# [Problem details]
Answer these from the text about Action for Stammering Children:
(a) In what year was the charity founded?
(b) How much was the Peter Sowerby Foundation grant, and over what period?
(c) How many children was the 'Talking Out' residential for?

--- Document excerpt Enclosed Below ---

Action for Stammering Children
Action for Stammering Children is a charity founded in 1989 whose purpose is to support children, young people and their families throughout the UK who stammer, by ensuring that they have access to effective services and support to help them meet the challenges created by their stammer, enabling them to live happy and fulfilling lives despite suffering from this debilitating condition.
The Charity achieves this through helping to fund assessments, therapy and the training of speech and language therapists (things that the NHS will not fund) at the world renown Michael Palin Centre for Stammering Children in London, in addition to the numerous other projects and initiatives across the country.
The Peter Sowerby Foundation awarded Action for Stammering Children A grant of £26,900 over one year towards ‘Talking Out’, a residential for 20 children with moderate to severe stammering at Bewerley Park, North Yorkshire.
The aims of the residential were to develop
• Confidence in communicating
• A more positive attitude to speaking.

--- End of Enclosed Document excerpt ---
--- Entries supplied Enclosed Below ---

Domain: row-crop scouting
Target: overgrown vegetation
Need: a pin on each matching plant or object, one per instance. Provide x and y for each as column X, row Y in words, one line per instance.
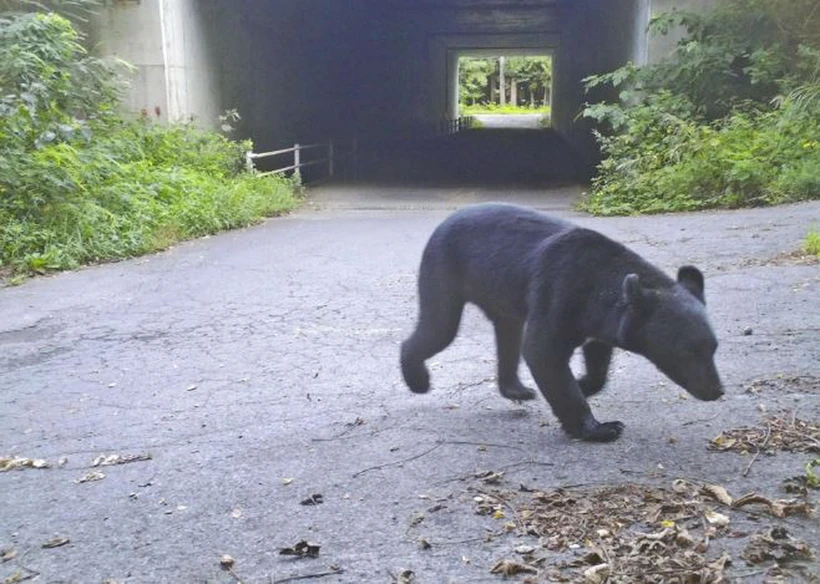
column 812, row 245
column 731, row 119
column 80, row 183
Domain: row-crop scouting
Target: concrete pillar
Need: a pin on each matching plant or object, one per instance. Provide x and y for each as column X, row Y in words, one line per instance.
column 168, row 43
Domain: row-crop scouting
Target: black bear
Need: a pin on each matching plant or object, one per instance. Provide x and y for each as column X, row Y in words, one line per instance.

--- End of Enclosed Entries supplied ---

# [Answer for the task]
(a) 1989
(b) £26,900 over one year
(c) 20